Leave the pictures out and transcribe every record exactly.

• Input:
══════

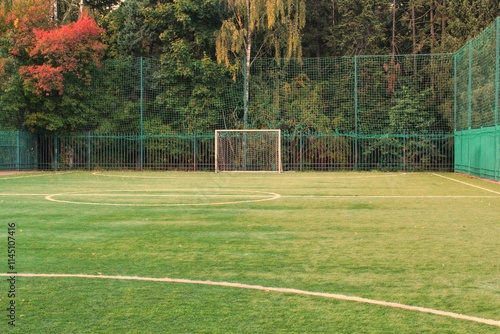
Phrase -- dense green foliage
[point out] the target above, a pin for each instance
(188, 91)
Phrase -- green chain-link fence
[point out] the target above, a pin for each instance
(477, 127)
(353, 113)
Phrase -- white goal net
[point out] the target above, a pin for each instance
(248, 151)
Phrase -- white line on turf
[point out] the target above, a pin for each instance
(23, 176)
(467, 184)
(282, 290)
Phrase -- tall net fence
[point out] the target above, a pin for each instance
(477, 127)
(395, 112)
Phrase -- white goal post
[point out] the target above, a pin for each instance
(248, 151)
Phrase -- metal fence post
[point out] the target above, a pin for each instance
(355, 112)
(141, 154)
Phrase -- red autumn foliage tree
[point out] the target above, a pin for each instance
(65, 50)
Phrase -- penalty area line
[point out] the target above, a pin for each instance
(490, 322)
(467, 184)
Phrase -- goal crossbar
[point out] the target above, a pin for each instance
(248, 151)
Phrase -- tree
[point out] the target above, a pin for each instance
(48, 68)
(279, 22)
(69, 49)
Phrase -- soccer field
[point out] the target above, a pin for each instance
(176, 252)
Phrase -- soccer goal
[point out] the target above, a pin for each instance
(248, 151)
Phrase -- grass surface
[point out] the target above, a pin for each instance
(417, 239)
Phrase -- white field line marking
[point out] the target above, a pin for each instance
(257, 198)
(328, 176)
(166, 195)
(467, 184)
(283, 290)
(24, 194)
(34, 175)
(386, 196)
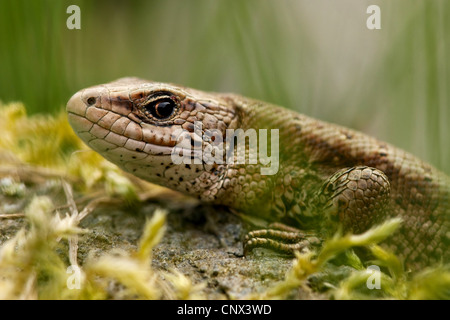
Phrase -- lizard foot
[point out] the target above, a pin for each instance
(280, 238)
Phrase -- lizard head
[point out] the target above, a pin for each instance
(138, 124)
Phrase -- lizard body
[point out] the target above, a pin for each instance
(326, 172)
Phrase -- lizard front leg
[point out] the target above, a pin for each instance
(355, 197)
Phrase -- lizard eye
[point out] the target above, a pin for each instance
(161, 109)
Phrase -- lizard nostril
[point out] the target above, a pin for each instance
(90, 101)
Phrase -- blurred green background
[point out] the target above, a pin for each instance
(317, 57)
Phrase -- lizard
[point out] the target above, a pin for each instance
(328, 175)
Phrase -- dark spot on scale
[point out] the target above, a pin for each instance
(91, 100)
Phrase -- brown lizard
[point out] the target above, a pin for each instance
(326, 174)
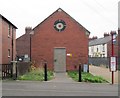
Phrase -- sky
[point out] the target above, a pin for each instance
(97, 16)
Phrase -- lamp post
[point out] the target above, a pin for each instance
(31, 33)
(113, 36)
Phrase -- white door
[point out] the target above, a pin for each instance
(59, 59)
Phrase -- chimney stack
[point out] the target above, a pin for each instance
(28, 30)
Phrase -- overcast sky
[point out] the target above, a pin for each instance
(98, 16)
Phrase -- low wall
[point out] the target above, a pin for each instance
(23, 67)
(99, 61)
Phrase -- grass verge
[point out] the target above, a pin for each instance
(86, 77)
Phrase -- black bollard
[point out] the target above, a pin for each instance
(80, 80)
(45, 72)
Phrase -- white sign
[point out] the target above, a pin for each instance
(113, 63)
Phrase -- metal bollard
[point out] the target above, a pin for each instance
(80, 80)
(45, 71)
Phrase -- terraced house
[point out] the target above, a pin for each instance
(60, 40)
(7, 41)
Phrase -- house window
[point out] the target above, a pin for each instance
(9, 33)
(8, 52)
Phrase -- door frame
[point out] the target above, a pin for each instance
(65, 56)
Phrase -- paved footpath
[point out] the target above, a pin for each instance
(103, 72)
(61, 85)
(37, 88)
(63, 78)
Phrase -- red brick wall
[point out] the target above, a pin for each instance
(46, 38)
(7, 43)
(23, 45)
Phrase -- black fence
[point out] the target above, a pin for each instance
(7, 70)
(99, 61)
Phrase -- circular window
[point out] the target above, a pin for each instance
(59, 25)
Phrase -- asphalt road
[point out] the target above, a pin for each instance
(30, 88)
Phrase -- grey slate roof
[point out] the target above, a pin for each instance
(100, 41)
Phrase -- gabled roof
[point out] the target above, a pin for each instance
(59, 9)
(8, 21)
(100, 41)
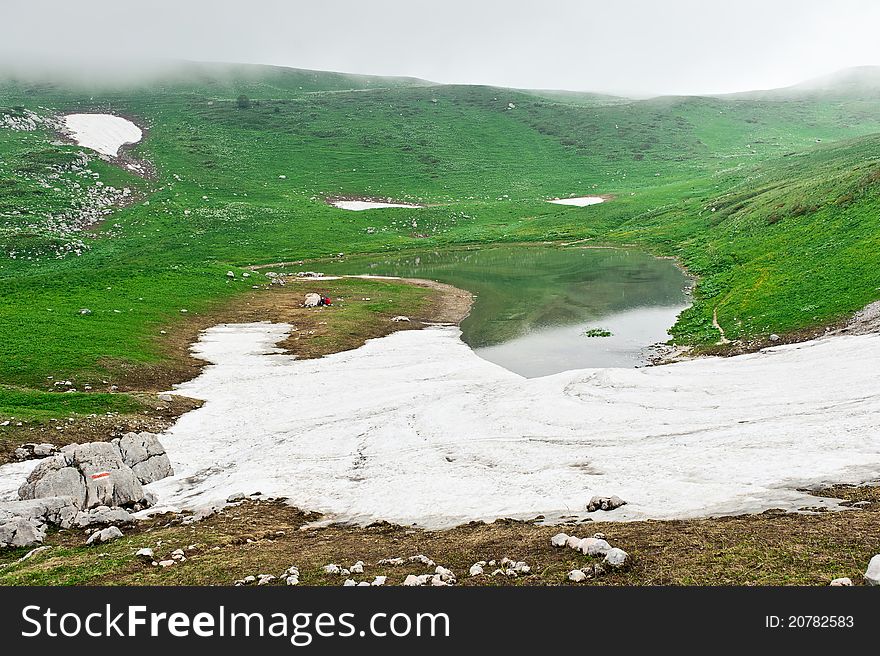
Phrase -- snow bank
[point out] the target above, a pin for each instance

══════

• Answer to the exercise:
Phrase -- dense green foliage
[point out] the target above, a pin for each instance
(188, 91)
Phrase -- green chain-link fence
[point out] the target above, a pin for each instance
(477, 127)
(353, 113)
Phrase -- white goal net
[point out] the target above, a pin for each instance
(248, 151)
Phrase -- white line on turf
[point out] the target above, a pin for each instance
(23, 176)
(467, 184)
(282, 290)
Phrase -- tall net fence
[point out] the target above, a pin for each instance
(477, 127)
(395, 112)
Phrase -- white goal post
[point out] the target above, a pin for each instance
(248, 151)
Phrase -- metal fence post
[point out] the target above, a pin for each instance
(355, 112)
(141, 154)
Phrase -- red autumn foliage tree
[point out] the target above, a pin for each instance
(65, 50)
Phrase -- penalty area line
[point out] the target above, a pin for each instance
(490, 322)
(467, 184)
Phrase -- goal crossbar
[point out] the target above, a pin for each instance
(248, 151)
Phrase -- tree
[point out] the target above, a pin for each instance
(48, 68)
(279, 22)
(69, 49)
Phrase -- soccer field
[point out] the target above, a pin for each instance
(176, 252)
Phrase -- soccer goal
[point out] the target above, a pin for each instance
(248, 151)
Phrase -- grass surface
[point out] the target above, a pin for each instance
(417, 239)
Phrase -- white field line marking
[point out] the target above, a pin for each instance
(257, 198)
(328, 176)
(166, 195)
(467, 184)
(283, 290)
(24, 194)
(34, 175)
(386, 196)
Phrase -- lizard foot
[point out] the target above, a pin for each instance
(280, 238)
Phrase -- lizard head
[point out] the target above, a pin for each instance
(138, 124)
Phrase -- lizard body
[point out] the target above, a pin for each instance
(326, 172)
Phrase -- lizard front leg
[point out] the target above, a pin for each instance
(355, 197)
Phrase -- lizard eye
[point out] the target above, a pin for each instance
(161, 109)
Phrase -- lizard nostril
[point out] the target above, a pin for each instance
(90, 101)
Phrase -- blurred green background
[point out] the target above, a pin for each instance
(317, 57)
Phrase -- lizard
[point out] the target above, a pin for each instance
(328, 175)
Phrase -- dark spot on scale
[point out] the target above, a pin for each instance
(91, 100)
Phrase -- brown lizard
[point out] the target above, a pin for each instance
(326, 174)
Phrase -- sky
[point out] the target above, a pin for each instance
(97, 16)
Phrase -- lamp post
[point out] the target above, a pin for each instance
(31, 33)
(113, 36)
Phrase -- white door
[point out] the target above, a pin for each instance
(59, 59)
Phrase -- chimney stack
[point out] the target above, a pin for each instance
(28, 30)
Phrase -- overcast sky
[point out] the target above, a pin for each instance
(98, 16)
Phrase -- low wall
[point out] the target above, a pin for each instance
(23, 67)
(99, 61)
Phrase -- grass verge
[point out] the target above, a pin for each instance
(86, 77)
Phrase -- black bollard
[point out] the target above, a pin for each instance
(80, 80)
(45, 72)
Phrase -- white sign
[point out] the target above, a pin for each instance
(113, 63)
Phrase -- metal bollard
[point out] the target above, a pin for each instance
(80, 80)
(45, 71)
Phrase -- terraced house
[point out] the target above, a pin for each instance
(60, 40)
(7, 41)
Phrase -- house window
[point out] the target above, a pin for each instance
(9, 33)
(8, 52)
Phrase -- door frame
[point out] the target above, a pin for each instance
(65, 56)
Phrase -- paved footpath
[point out] the target above, a pin for each instance
(103, 72)
(61, 85)
(37, 88)
(63, 78)
Phrase -- red brick wall
[point out] the target above, a pin for each instance
(46, 38)
(7, 43)
(23, 45)
Phrase -- black fence
[point out] the target above, a pin for each instance
(7, 70)
(99, 61)
Phrase -- circular window
[point out] the target above, a pin for each instance
(59, 25)
Phrase -- asphalt road
[point out] the target above, a pin for each instance
(30, 88)
Phrase -- grey slate roof
[point out] the target above, a pin for each instance
(100, 41)
Phrase -- gabled roof
[point out] the target above, a pin for each instance
(59, 9)
(8, 21)
(100, 41)
Phrase -- snow bank
[point out] the target above, a pin for each instance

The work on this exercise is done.